— Records provided —
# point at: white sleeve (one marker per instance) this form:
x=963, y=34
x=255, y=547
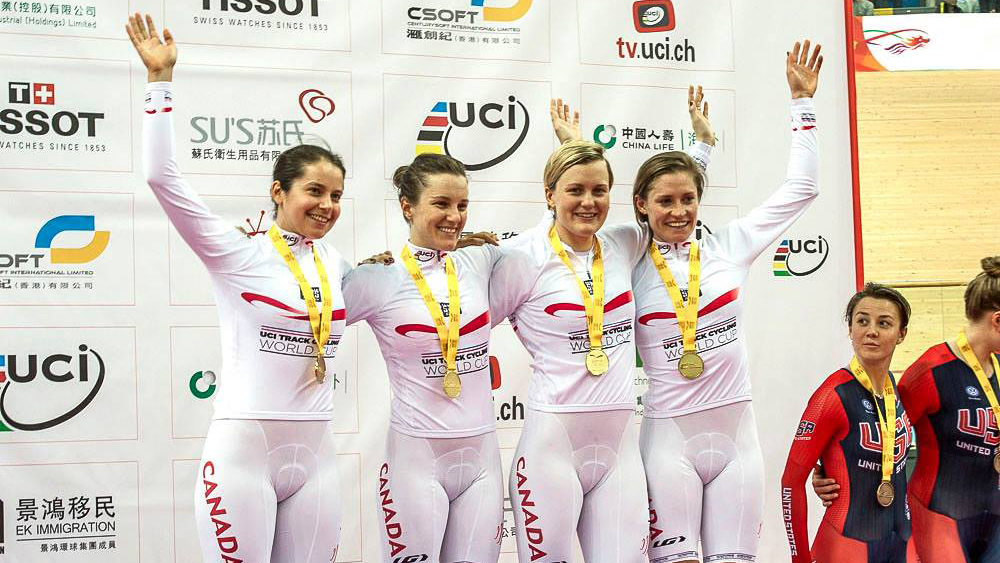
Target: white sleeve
x=365, y=291
x=220, y=246
x=748, y=236
x=632, y=238
x=513, y=278
x=701, y=153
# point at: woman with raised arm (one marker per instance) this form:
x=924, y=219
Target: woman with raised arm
x=440, y=484
x=267, y=487
x=848, y=424
x=699, y=440
x=950, y=394
x=565, y=284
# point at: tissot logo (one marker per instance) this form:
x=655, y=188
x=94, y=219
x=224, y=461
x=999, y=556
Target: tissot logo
x=15, y=120
x=443, y=129
x=264, y=7
x=800, y=257
x=26, y=399
x=653, y=15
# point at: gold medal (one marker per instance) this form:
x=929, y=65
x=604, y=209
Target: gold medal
x=320, y=368
x=597, y=362
x=319, y=320
x=885, y=494
x=452, y=383
x=447, y=333
x=691, y=365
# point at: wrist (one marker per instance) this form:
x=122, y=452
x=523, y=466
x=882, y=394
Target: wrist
x=161, y=75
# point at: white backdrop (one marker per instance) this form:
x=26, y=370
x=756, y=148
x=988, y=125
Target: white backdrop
x=98, y=449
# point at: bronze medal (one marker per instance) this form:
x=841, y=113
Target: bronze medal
x=597, y=361
x=885, y=494
x=691, y=365
x=452, y=384
x=320, y=369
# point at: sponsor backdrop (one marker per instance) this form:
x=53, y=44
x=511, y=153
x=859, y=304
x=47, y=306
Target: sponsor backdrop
x=108, y=334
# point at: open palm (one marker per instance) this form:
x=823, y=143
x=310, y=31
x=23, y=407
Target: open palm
x=802, y=69
x=159, y=56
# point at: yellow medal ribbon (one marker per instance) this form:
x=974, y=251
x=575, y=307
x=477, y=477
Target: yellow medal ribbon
x=447, y=334
x=319, y=322
x=597, y=360
x=984, y=382
x=690, y=364
x=887, y=424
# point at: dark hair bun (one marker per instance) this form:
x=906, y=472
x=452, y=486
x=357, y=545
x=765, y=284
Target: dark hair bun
x=991, y=266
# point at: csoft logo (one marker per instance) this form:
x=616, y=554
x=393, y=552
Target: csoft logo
x=21, y=385
x=506, y=14
x=14, y=120
x=605, y=135
x=800, y=257
x=653, y=15
x=64, y=223
x=435, y=134
x=202, y=384
x=316, y=105
x=899, y=41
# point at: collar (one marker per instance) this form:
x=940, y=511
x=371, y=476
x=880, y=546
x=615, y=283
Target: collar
x=427, y=258
x=676, y=250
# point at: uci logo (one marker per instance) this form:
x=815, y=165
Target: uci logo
x=29, y=402
x=800, y=257
x=508, y=124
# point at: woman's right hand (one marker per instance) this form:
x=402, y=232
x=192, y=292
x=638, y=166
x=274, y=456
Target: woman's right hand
x=158, y=56
x=565, y=128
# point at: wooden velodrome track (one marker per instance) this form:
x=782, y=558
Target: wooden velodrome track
x=929, y=151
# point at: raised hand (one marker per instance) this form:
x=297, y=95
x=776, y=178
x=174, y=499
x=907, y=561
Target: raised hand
x=478, y=239
x=698, y=109
x=564, y=128
x=158, y=56
x=802, y=70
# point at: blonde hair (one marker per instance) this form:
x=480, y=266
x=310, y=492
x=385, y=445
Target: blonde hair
x=569, y=155
x=982, y=295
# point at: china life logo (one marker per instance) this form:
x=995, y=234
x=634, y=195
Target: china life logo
x=800, y=257
x=41, y=391
x=460, y=129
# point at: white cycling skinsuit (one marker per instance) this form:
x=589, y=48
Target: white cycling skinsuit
x=267, y=487
x=440, y=486
x=699, y=439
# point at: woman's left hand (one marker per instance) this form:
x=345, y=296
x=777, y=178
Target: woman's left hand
x=698, y=109
x=478, y=239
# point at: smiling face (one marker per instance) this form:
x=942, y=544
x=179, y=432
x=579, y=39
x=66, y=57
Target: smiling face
x=581, y=199
x=311, y=206
x=875, y=330
x=671, y=206
x=439, y=214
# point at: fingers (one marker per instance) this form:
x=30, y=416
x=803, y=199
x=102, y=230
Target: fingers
x=141, y=27
x=815, y=57
x=151, y=26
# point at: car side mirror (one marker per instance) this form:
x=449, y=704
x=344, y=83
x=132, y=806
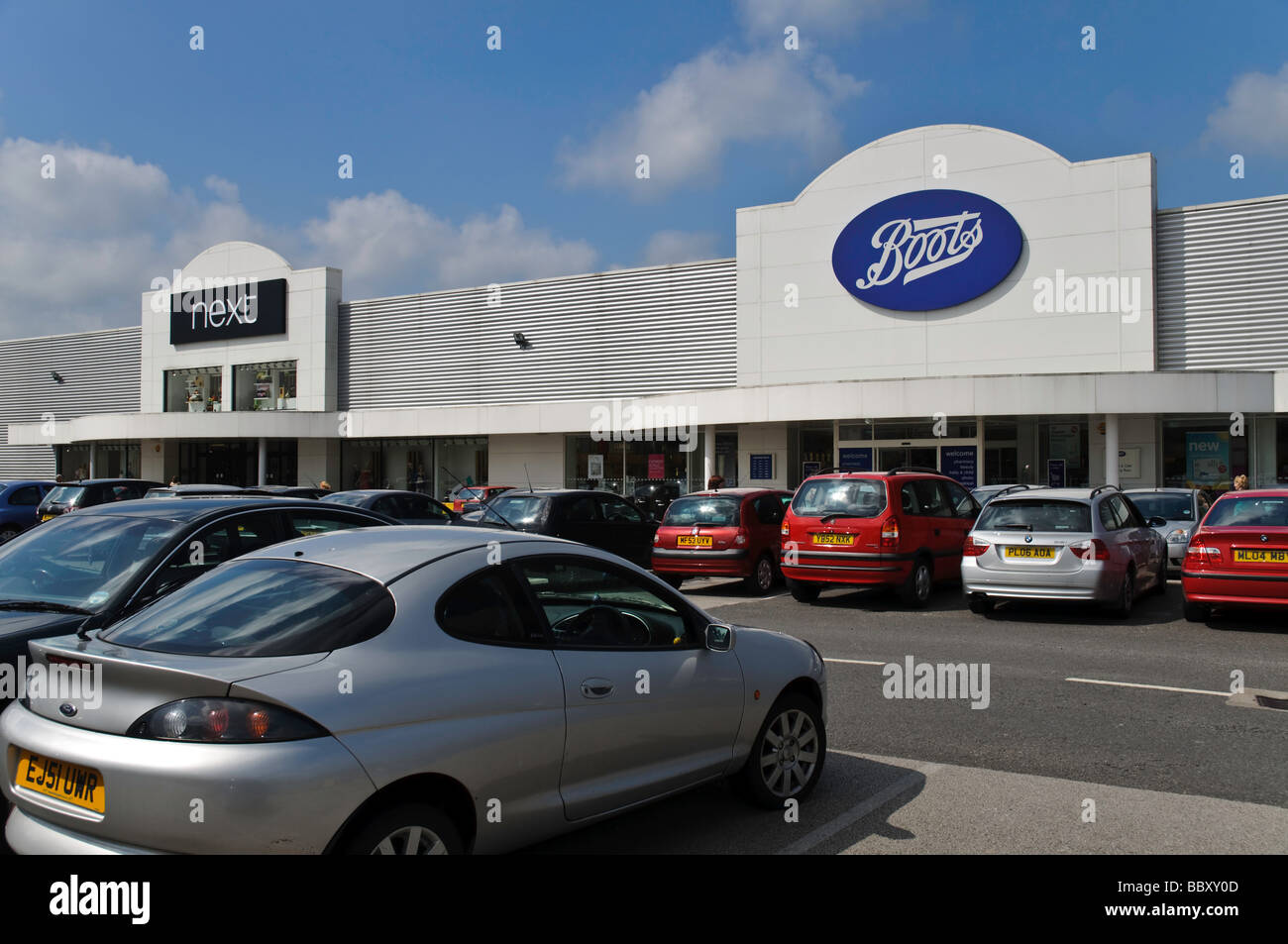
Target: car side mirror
x=719, y=636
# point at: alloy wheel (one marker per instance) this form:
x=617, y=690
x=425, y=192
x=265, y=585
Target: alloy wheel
x=789, y=754
x=411, y=840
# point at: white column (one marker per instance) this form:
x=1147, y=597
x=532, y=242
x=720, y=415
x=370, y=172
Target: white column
x=1111, y=449
x=708, y=455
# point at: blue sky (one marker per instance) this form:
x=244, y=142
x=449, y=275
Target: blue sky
x=475, y=166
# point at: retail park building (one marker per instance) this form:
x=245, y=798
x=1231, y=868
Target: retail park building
x=953, y=295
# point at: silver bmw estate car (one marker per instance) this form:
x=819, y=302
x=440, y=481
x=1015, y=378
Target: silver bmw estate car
x=403, y=690
x=1063, y=544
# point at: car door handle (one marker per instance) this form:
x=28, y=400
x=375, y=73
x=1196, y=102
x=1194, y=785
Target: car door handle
x=596, y=687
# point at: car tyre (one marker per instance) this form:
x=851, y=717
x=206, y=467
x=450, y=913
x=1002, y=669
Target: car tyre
x=776, y=773
x=426, y=829
x=1197, y=612
x=915, y=590
x=804, y=592
x=761, y=578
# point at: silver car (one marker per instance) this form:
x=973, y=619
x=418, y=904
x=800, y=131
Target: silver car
x=403, y=690
x=1063, y=544
x=1181, y=510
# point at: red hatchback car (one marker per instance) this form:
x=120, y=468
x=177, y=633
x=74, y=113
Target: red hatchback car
x=902, y=528
x=1237, y=557
x=732, y=532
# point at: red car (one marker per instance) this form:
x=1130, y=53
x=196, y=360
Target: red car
x=902, y=528
x=728, y=532
x=1239, y=554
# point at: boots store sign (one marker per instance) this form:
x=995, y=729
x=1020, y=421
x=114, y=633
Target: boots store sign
x=926, y=250
x=228, y=310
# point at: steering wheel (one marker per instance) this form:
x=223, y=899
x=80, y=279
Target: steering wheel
x=604, y=625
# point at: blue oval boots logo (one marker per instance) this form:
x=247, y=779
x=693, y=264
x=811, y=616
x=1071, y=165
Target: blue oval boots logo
x=926, y=250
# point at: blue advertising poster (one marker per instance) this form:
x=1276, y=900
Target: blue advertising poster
x=1207, y=460
x=958, y=463
x=857, y=459
x=1055, y=472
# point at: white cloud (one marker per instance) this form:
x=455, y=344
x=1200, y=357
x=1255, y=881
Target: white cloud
x=833, y=16
x=670, y=246
x=386, y=244
x=77, y=250
x=708, y=104
x=1254, y=115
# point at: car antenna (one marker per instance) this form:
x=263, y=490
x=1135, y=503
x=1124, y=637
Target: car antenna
x=503, y=520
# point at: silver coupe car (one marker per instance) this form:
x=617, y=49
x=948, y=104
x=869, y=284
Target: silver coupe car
x=402, y=690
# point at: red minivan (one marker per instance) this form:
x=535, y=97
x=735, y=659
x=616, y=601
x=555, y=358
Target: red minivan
x=902, y=528
x=1237, y=557
x=728, y=532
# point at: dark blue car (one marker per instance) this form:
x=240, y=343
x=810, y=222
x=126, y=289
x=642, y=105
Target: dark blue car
x=18, y=504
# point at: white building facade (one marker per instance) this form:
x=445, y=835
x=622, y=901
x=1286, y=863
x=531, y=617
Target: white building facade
x=951, y=296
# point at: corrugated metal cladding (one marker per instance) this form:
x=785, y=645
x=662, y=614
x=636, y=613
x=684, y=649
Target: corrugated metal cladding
x=99, y=373
x=1223, y=286
x=610, y=334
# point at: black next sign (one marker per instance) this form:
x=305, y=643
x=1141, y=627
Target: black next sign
x=241, y=309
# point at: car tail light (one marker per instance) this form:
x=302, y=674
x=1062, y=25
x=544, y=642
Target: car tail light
x=1201, y=554
x=224, y=721
x=1094, y=549
x=889, y=533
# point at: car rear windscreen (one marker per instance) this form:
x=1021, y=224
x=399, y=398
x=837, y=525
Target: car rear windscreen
x=1034, y=514
x=64, y=494
x=857, y=497
x=713, y=511
x=262, y=608
x=1173, y=507
x=1254, y=513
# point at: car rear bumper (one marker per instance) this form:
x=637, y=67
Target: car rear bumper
x=735, y=562
x=1235, y=588
x=1099, y=584
x=288, y=796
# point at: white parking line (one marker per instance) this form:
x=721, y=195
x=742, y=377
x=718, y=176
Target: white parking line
x=1159, y=687
x=859, y=810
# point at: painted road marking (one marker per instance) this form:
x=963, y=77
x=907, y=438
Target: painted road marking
x=1158, y=687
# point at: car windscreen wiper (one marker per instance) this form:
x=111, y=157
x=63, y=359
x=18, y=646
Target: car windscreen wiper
x=44, y=605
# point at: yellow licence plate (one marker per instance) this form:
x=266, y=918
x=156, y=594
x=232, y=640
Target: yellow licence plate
x=56, y=778
x=1029, y=553
x=1260, y=557
x=694, y=541
x=833, y=539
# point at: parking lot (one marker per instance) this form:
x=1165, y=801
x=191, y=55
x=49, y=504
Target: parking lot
x=1133, y=715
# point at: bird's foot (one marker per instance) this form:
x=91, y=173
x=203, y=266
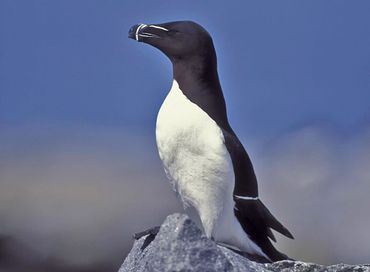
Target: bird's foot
x=150, y=236
x=152, y=231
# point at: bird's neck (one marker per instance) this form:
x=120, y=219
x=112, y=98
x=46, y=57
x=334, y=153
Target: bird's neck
x=200, y=71
x=198, y=80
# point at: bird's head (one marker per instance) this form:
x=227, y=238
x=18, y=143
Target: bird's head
x=179, y=40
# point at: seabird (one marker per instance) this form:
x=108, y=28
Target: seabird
x=203, y=158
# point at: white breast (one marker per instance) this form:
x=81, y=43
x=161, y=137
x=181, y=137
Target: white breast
x=191, y=146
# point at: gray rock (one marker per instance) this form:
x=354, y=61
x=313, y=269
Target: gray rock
x=181, y=246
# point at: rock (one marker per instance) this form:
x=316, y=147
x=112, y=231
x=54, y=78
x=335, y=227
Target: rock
x=181, y=246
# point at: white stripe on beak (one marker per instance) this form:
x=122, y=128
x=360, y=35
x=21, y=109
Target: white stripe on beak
x=247, y=197
x=158, y=27
x=137, y=31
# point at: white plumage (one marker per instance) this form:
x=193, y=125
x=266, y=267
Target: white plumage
x=195, y=158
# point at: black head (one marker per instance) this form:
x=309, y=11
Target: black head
x=178, y=40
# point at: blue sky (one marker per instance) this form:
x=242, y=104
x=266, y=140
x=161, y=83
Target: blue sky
x=78, y=103
x=281, y=64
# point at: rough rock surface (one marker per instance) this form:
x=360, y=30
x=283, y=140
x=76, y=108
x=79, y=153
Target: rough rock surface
x=181, y=246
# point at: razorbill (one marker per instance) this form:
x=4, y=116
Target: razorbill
x=203, y=158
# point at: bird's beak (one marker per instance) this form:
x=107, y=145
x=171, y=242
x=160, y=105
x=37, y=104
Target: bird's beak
x=140, y=32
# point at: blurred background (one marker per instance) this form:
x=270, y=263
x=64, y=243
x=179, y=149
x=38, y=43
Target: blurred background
x=79, y=170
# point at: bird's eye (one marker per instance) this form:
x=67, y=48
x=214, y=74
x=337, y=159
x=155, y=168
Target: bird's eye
x=173, y=32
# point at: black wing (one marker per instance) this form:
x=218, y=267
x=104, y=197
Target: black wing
x=252, y=214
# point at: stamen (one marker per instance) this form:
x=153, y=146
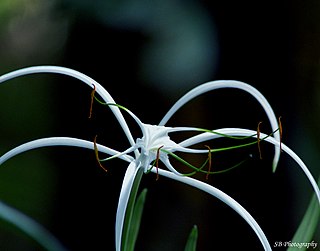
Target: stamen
x=92, y=98
x=280, y=131
x=97, y=155
x=258, y=138
x=209, y=162
x=157, y=161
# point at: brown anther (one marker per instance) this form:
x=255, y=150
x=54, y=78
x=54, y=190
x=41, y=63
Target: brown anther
x=209, y=162
x=92, y=98
x=258, y=139
x=97, y=155
x=280, y=131
x=157, y=161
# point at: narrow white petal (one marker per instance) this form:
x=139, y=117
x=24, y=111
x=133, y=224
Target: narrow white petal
x=127, y=184
x=78, y=75
x=60, y=141
x=224, y=198
x=245, y=132
x=229, y=84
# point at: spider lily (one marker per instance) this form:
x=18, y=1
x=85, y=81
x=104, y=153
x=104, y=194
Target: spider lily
x=156, y=145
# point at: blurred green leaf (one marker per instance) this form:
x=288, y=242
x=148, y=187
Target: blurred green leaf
x=130, y=211
x=192, y=240
x=135, y=221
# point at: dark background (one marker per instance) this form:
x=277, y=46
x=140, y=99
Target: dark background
x=147, y=55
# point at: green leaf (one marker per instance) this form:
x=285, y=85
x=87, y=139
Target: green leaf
x=192, y=240
x=135, y=221
x=126, y=235
x=308, y=225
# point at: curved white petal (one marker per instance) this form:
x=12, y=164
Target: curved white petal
x=78, y=75
x=224, y=198
x=213, y=85
x=126, y=188
x=60, y=141
x=245, y=132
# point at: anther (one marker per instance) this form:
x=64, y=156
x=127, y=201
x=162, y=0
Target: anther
x=258, y=139
x=280, y=131
x=157, y=161
x=209, y=162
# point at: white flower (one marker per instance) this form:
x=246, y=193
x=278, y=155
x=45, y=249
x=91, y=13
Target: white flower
x=155, y=144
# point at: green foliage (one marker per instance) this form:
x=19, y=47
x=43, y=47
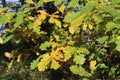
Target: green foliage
x=87, y=41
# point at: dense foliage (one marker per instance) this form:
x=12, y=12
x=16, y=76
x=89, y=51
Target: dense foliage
x=78, y=36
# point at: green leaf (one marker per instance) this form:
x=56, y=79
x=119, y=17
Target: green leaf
x=79, y=59
x=34, y=64
x=111, y=26
x=44, y=45
x=74, y=69
x=102, y=39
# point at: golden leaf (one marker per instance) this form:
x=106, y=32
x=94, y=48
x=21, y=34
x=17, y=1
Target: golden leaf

— Task objective —
Starting at the line above that contains "x=177, y=633", write out each line exactly until the line that contains "# point at: boots" has been written, and stop there.

— Exercise solution —
x=177, y=633
x=74, y=113
Target: red hatchback car
x=902, y=528
x=1237, y=557
x=732, y=532
# point at: red car (one marker per instance) this form:
x=1130, y=53
x=196, y=360
Target: red car
x=902, y=528
x=728, y=532
x=1239, y=554
# point at: boots store sign (one marker per instance) this form:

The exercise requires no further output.